◆ **Extract provided**
********

On 7/6/18 11:19 AM, Ecstatic Coder wrote:
On Friday, 6 July 2018 at 14:52:46 UTC, 12345swordy wrote:
On Friday, 6 July 2018 at 14:11:05 UTC, Ecstatic Coder wrote:
Just one silly question.
Can the following "naive" D code trigger a garbage collection stall ?
score.Text = point_count.to!string() ~ " POINTS";
The correct answer is: I don't know, as I don't know what
"point_count" is in the first place, as it never been defined.
Actually you answer was right even if the point count was not stored as
an integer ;)
The real answer is what rikki says.
Note that what point_count is is irrelevant, the concatenation operator
is going to trigger a GC allocation.
We could go further and say "Well, you haven't defined `to` or `string`"
and then we can say we have no idea what this means at all!
For C++, the answer is : never.
Of course, the answer in C++ is that it won't compile, this is D code! ;)

********

◆ **Given data**
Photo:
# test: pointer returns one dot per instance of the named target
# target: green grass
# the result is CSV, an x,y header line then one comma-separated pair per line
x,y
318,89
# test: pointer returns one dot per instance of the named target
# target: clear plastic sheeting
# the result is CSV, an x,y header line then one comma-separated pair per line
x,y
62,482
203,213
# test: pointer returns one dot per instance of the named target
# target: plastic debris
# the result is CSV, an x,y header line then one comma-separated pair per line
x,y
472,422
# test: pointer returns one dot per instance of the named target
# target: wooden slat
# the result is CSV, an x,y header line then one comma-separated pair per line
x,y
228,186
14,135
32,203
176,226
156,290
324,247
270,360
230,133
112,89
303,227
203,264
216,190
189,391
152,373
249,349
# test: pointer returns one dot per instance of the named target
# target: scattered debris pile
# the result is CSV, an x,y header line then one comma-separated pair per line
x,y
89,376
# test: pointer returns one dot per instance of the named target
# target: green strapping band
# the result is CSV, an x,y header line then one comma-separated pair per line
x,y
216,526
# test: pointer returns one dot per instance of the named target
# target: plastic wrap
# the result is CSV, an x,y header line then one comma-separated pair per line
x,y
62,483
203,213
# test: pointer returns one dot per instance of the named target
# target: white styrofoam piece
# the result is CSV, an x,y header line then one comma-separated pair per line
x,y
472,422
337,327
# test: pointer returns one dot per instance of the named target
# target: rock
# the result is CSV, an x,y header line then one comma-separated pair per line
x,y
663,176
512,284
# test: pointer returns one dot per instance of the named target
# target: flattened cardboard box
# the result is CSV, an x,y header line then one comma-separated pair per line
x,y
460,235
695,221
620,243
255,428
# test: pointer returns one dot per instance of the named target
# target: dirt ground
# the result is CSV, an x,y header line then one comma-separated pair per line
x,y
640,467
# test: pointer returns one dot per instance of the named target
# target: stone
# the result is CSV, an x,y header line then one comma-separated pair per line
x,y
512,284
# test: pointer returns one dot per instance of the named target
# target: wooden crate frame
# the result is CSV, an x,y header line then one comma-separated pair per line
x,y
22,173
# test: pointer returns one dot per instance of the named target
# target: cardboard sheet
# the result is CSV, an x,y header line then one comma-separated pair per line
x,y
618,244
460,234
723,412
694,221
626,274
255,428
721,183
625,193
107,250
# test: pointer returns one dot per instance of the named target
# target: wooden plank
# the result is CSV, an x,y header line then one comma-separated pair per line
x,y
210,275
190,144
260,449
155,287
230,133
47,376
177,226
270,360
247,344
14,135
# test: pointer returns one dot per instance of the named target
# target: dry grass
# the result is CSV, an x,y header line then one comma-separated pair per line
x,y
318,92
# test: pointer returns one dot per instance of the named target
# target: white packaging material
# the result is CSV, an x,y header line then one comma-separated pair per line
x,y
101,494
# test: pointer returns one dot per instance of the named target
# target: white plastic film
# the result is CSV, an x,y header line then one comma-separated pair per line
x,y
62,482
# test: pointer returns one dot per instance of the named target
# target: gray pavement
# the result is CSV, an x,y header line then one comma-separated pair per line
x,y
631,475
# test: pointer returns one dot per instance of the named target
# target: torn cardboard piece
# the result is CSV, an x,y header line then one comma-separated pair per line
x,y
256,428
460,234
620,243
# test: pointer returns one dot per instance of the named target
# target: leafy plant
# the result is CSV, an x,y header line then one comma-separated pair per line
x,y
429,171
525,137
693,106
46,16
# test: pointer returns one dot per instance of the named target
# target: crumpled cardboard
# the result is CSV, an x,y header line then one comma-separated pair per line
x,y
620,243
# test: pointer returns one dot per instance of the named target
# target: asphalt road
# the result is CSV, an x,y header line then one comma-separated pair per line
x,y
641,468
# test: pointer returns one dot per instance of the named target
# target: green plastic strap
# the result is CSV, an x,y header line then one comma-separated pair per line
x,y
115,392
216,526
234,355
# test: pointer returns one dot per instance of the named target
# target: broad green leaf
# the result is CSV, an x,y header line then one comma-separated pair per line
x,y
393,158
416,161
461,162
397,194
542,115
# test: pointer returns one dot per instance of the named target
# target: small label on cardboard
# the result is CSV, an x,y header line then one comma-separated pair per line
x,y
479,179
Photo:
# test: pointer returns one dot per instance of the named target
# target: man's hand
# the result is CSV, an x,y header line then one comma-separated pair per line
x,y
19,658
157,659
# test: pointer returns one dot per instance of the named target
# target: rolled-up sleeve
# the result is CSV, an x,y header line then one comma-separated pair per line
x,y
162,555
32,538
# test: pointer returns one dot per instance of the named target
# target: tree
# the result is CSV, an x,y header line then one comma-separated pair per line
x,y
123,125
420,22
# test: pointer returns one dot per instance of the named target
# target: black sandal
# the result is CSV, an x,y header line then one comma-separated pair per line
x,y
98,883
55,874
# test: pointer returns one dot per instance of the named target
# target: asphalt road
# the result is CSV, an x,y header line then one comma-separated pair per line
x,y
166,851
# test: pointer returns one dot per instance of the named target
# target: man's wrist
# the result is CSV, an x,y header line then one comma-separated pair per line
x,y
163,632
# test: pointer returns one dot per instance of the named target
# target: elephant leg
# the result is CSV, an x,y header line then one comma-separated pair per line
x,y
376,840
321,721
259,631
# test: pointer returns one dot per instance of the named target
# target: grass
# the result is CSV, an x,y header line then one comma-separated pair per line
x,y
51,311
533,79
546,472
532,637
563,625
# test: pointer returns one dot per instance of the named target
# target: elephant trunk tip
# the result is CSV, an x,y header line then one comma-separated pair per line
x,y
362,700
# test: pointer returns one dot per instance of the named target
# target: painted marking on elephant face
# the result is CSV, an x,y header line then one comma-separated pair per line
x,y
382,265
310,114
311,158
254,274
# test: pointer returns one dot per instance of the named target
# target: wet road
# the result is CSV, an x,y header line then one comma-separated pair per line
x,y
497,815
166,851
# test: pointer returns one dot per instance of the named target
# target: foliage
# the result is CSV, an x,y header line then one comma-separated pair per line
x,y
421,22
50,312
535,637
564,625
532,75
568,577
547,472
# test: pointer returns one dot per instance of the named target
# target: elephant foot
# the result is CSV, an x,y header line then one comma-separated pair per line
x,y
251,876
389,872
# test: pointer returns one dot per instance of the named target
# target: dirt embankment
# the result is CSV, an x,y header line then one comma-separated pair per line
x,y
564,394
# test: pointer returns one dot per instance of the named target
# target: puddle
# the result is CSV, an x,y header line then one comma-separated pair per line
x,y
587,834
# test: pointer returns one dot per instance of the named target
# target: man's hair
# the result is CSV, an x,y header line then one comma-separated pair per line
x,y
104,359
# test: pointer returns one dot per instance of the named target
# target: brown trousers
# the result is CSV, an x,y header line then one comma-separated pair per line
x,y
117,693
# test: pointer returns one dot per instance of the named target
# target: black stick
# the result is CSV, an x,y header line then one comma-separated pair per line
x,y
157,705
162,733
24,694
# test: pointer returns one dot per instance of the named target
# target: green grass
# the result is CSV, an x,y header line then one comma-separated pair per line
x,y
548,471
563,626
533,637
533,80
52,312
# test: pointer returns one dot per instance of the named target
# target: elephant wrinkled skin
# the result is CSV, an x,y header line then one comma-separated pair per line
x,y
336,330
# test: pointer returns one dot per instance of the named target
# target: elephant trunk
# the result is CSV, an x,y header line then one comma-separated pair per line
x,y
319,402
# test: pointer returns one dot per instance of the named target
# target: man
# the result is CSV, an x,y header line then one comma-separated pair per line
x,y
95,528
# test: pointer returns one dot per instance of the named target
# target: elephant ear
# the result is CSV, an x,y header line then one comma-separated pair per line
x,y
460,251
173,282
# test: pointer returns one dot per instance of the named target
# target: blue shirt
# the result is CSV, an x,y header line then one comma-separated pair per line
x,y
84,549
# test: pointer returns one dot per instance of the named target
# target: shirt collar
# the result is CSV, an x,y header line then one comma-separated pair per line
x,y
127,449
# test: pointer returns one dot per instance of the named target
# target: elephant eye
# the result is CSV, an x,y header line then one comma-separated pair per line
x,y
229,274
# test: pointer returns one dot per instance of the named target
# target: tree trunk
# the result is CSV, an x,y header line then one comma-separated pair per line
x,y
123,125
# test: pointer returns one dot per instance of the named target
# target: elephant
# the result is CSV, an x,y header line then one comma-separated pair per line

********

Please answer from the forum discussion of D code: what does it say the concatenation operator is going to trigger?

◆ **Response**
A GC allocation.